* **Instructions for the task**
Provide only the number of lines below that hold "life".

* **Material provided**

== == ==

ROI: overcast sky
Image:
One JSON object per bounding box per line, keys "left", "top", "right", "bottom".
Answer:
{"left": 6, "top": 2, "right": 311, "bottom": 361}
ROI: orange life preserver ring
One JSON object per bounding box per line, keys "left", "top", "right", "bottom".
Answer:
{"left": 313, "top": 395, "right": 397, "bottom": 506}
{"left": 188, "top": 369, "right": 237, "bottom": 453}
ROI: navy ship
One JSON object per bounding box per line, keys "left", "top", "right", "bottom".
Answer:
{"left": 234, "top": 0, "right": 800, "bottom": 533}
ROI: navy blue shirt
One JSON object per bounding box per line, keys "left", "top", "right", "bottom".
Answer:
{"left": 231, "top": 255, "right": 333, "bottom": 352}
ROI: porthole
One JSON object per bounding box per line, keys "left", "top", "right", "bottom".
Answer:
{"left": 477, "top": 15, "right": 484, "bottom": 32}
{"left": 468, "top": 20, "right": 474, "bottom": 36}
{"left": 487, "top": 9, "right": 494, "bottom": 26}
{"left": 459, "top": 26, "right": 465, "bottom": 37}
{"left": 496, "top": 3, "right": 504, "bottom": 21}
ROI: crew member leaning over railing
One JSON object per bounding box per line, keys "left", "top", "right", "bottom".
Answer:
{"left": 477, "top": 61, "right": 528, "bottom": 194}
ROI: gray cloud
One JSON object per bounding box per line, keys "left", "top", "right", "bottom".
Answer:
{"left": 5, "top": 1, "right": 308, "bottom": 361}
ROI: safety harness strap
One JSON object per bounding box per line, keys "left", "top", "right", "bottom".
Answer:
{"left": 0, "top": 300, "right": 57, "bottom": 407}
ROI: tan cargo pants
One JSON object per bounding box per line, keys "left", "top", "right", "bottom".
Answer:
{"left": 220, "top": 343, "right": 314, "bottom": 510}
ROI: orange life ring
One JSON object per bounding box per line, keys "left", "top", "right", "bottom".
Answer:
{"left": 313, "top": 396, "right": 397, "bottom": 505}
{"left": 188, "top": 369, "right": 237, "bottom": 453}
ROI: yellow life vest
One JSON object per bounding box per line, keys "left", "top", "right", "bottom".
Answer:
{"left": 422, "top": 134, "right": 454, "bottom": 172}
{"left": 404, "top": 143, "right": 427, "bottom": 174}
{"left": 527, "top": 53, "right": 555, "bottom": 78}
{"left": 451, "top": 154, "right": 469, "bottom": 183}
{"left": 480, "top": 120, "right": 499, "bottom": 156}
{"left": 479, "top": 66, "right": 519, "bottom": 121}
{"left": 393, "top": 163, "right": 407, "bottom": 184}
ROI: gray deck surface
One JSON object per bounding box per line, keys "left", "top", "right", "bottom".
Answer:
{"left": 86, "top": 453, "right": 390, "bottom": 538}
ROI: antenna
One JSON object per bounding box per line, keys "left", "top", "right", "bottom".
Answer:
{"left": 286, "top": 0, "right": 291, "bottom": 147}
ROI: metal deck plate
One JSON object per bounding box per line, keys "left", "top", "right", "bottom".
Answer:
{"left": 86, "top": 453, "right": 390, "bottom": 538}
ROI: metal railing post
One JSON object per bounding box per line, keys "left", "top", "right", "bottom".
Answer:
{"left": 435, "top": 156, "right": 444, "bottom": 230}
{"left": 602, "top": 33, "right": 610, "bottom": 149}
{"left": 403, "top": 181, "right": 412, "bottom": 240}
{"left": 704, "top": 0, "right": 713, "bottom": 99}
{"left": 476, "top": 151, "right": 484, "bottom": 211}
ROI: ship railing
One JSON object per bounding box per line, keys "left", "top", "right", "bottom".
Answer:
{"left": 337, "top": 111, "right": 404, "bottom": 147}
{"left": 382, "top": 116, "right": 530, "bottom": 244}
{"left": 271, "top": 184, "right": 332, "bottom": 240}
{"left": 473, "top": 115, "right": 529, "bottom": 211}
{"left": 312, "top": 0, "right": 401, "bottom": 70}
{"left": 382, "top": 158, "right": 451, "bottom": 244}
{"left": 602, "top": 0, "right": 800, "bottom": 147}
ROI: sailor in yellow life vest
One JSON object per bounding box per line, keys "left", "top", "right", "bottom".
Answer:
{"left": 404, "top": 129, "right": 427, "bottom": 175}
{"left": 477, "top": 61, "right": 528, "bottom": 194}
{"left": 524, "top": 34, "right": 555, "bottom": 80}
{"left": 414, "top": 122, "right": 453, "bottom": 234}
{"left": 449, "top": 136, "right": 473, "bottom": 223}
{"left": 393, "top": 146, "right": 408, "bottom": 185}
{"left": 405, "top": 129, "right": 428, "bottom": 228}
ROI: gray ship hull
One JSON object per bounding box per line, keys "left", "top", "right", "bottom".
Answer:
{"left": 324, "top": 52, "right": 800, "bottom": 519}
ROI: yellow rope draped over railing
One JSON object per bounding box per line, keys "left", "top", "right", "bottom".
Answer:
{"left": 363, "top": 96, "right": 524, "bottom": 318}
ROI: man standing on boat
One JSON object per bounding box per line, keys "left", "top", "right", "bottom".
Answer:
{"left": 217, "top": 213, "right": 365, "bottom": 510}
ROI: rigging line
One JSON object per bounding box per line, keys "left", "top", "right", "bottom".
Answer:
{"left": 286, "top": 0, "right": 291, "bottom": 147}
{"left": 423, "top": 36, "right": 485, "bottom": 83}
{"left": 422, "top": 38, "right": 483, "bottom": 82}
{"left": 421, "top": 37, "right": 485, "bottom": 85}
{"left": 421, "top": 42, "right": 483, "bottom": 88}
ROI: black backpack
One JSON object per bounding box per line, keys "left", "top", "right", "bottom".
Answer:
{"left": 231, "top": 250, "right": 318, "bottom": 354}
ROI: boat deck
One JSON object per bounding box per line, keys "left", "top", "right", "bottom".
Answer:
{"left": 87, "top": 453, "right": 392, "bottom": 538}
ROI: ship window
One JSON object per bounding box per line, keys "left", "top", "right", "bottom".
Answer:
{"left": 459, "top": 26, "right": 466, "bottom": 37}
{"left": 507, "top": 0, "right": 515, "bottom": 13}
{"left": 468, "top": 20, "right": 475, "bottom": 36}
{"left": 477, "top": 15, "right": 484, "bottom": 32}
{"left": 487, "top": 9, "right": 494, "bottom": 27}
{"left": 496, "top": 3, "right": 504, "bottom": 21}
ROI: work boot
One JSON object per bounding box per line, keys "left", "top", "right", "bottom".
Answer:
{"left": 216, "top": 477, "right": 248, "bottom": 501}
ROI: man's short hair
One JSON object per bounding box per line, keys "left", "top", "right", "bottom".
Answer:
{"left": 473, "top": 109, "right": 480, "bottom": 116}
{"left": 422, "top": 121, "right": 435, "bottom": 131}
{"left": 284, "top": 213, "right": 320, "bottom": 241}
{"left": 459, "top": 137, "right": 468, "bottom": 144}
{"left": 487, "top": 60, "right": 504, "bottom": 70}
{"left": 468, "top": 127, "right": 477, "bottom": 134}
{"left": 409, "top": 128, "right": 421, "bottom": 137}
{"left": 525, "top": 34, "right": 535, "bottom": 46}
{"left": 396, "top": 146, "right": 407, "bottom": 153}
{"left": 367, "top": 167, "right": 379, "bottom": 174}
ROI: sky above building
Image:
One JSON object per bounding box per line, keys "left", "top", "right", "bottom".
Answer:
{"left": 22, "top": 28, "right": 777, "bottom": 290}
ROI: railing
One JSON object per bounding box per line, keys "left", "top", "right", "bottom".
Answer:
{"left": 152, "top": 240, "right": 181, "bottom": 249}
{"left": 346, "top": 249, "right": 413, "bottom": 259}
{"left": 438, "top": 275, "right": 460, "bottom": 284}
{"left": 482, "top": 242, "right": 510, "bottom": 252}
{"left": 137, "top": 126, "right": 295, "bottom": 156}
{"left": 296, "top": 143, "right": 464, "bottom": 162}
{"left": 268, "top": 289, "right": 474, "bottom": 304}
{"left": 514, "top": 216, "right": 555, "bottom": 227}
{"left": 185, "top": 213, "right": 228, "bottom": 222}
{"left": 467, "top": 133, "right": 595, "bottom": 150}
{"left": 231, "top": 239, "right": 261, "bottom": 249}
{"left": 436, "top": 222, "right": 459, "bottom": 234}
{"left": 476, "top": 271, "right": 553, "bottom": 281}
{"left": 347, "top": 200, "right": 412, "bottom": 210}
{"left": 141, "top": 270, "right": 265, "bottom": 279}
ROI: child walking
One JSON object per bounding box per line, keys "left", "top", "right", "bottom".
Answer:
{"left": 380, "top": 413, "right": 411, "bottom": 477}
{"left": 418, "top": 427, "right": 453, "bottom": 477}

== == ==

* **Reply**
4